#### Exercise directions:
Can you transcribe the data exactly? Leave the pictures out.

Data items
........
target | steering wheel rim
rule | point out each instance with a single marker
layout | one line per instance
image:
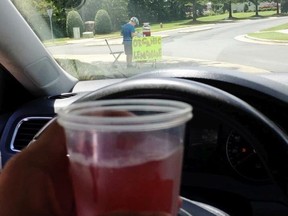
(230, 108)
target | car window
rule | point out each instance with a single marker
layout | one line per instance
(91, 39)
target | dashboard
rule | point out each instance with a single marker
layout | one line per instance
(236, 143)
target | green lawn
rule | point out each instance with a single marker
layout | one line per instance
(155, 27)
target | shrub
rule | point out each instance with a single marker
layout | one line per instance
(103, 24)
(74, 20)
(284, 6)
(246, 8)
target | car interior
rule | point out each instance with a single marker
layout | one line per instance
(236, 144)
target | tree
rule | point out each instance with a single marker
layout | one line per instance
(118, 12)
(74, 20)
(284, 6)
(103, 23)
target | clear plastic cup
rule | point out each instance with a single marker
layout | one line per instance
(126, 155)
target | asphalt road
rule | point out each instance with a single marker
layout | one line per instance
(219, 44)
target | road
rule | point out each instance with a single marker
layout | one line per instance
(222, 42)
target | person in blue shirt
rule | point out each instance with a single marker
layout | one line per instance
(128, 32)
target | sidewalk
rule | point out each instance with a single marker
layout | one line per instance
(105, 60)
(117, 41)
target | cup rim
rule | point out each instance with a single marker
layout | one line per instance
(171, 113)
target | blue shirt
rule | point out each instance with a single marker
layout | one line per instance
(127, 31)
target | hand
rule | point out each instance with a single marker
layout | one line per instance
(36, 181)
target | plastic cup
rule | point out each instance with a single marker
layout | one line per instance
(126, 155)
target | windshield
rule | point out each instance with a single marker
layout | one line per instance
(100, 39)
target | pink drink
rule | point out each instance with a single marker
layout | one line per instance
(151, 186)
........
#### Completed task:
target | steering wheel rim
rule | point out each instance with a single marker
layout | one line per instance
image:
(230, 108)
target | car window
rule | point out each instance with a single marker
layout | one line per instance
(91, 39)
target | dashboard
rule | point out each instance with a single marker
layout | one line per instance
(236, 143)
target | green lawn
rule | point out each instance with a single marker
layout | one line per instance
(155, 27)
target | shrub
rule | point out each instance with a single marker
layout | one line per instance
(103, 24)
(74, 20)
(284, 6)
(246, 8)
target | car interior
rule | point out each instance with a single marker
layout | one line per instance
(236, 144)
target | tree
rule | point out each instance with a single marker
layout | one line per instance
(118, 12)
(74, 20)
(284, 6)
(103, 23)
target | clear plastic cup
rule | point out each instance with a single marker
layout | one line per instance
(126, 155)
target | asphalt road
rule | point out each instance with a single marker
layout | one line per instance
(219, 44)
target | road
rule | point out each instance with a single marker
layout | one line per instance
(222, 42)
target | person in blue shirt
rule | point out each instance with a single marker
layout | one line per instance
(128, 32)
target | sidewalk
rule | point out each instance with a single marker
layout | one line per instance
(105, 60)
(117, 41)
target | cup rim
rule | point out each instance with a single marker
layout | one line per instance
(171, 113)
target | blue shirt
rule | point out each instance with a single marker
layout | one line per instance
(127, 31)
target | hand
rule | point out each instance with a single marker
layout | one line per instance
(36, 181)
target | plastic cup
rule | point out each instance with a single marker
layout | one line per instance
(126, 155)
target | windshield
rule | point out each instance with a single marker
layout | one line per instance
(100, 39)
target | pink drink
rule | point out each instance with a single marker
layout | one line per instance
(151, 186)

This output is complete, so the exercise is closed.